Directions for this task: Output all records verbatim.

Extracted data entries:

-- Opening Marker --

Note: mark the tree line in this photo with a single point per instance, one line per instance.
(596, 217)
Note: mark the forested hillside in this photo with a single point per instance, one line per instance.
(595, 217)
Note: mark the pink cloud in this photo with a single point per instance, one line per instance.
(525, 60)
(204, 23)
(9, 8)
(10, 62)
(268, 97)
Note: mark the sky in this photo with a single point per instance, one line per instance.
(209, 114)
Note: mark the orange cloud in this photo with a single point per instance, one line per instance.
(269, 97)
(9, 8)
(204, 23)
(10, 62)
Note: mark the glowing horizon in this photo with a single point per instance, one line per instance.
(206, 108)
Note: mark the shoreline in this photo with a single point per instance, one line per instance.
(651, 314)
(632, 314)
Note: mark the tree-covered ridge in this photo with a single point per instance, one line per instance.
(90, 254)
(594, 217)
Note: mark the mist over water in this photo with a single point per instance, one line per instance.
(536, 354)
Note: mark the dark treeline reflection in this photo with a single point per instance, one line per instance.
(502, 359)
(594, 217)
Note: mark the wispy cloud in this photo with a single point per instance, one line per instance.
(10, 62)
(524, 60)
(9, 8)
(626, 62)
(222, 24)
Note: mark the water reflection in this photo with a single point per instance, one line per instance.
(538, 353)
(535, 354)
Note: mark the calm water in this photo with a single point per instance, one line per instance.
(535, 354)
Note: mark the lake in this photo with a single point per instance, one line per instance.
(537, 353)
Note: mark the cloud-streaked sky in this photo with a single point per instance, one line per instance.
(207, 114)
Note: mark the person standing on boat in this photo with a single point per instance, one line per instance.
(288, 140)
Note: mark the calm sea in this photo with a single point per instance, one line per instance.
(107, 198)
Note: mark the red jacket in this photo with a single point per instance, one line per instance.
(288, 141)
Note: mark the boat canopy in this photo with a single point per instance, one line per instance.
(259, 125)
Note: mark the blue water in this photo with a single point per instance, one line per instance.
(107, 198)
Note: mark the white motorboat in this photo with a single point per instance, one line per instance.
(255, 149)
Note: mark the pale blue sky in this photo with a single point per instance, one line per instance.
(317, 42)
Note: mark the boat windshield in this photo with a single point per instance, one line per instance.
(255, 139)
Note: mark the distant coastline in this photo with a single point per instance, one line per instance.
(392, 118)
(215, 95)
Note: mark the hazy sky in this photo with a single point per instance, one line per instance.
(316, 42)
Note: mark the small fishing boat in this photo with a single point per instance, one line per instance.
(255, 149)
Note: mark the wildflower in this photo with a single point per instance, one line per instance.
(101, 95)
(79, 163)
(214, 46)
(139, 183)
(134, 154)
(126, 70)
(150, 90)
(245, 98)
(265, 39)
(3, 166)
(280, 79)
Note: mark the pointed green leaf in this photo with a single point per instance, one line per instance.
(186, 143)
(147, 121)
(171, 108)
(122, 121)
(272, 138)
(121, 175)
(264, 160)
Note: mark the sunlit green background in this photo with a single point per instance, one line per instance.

-- Closing Marker --

Solution to this task:
Note: mark the tree line in this photo with a single point per instance, one line per instance.
(596, 217)
Note: mark the forested hillside in this photo with a single point per instance, one line per instance.
(595, 217)
Note: mark the pink cloud in this photo with a single point per instance, one line per instance.
(525, 60)
(204, 23)
(9, 8)
(10, 62)
(268, 97)
Note: mark the sky in this photo with a single point per instance, one line per instance.
(209, 114)
Note: mark the orange cloud in this photo with a single point per instance, one line per instance.
(269, 97)
(9, 8)
(204, 23)
(10, 62)
Note: mark the glowing horizon in this photo with a single point per instance, one line per instance.
(206, 108)
Note: mark the shoreline in this photo with a single point per instance, one line per instance.
(651, 314)
(632, 314)
Note: mark the tree-covered ridge in this photo with a single point per instance, one line per instance.
(90, 254)
(594, 217)
Note: mark the mist over water in this photo with a single point per instance, one line per instance.
(536, 354)
Note: mark the dark treeline reflection in this photo with a single point per instance, one line per instance.
(502, 359)
(594, 217)
Note: mark the wispy cloud in this photo with a single point per instance, one line per instance.
(10, 62)
(524, 60)
(9, 8)
(626, 62)
(222, 24)
Note: mark the water reflection in this photo with a single point per instance, one line per instance.
(538, 353)
(535, 354)
Note: mark the calm water in this photo with a single point per instance, one line per instance.
(535, 354)
Note: mark the lake in this photo with a single point per instance, one line per instance.
(537, 353)
Note: mark the cloud-streaked sky in this photo with a single point per instance, one line per instance.
(207, 114)
Note: mark the person standing on boat in this photo with a single point per instance, one line per instance.
(288, 140)
Note: mark the calm sea in this photo with a single point per instance, one line per instance.
(107, 198)
Note: mark the red jacket in this photo with a single point per instance, one line per instance.
(288, 141)
Note: mark the boat canopy in this photo with a single point per instance, one line per instance.
(259, 125)
Note: mark the blue water in this photo with a single point per instance, one line per instance.
(107, 198)
Note: mark the white motorboat in this photo with a single point per instance, one line per instance.
(255, 149)
Note: mark the pale blue sky in this photo with a single point per instance, one line per instance.
(317, 42)
Note: mark the boat windshield in this photo with a single point per instance, one line per instance.
(255, 139)
Note: mark the distant coastline in this photo with a single point per instance, one line per instance.
(392, 118)
(215, 95)
Note: mark the hazy sky in this photo with a single point per instance, one line per instance.
(316, 42)
Note: mark the small fishing boat in this photo with a single point per instance, one line per instance.
(255, 149)
Note: mark the wildflower in this photo with a single point per instance, one line per instance.
(101, 95)
(79, 163)
(214, 46)
(139, 183)
(134, 154)
(126, 70)
(150, 90)
(245, 98)
(265, 39)
(3, 166)
(280, 79)
Note: mark the pointed green leaf in this photo with a single point per instance, one line per instance.
(186, 143)
(147, 121)
(171, 108)
(122, 121)
(272, 138)
(121, 175)
(264, 160)
Note: mark the sunlit green background in this photo with a single point per instance, one line per instance.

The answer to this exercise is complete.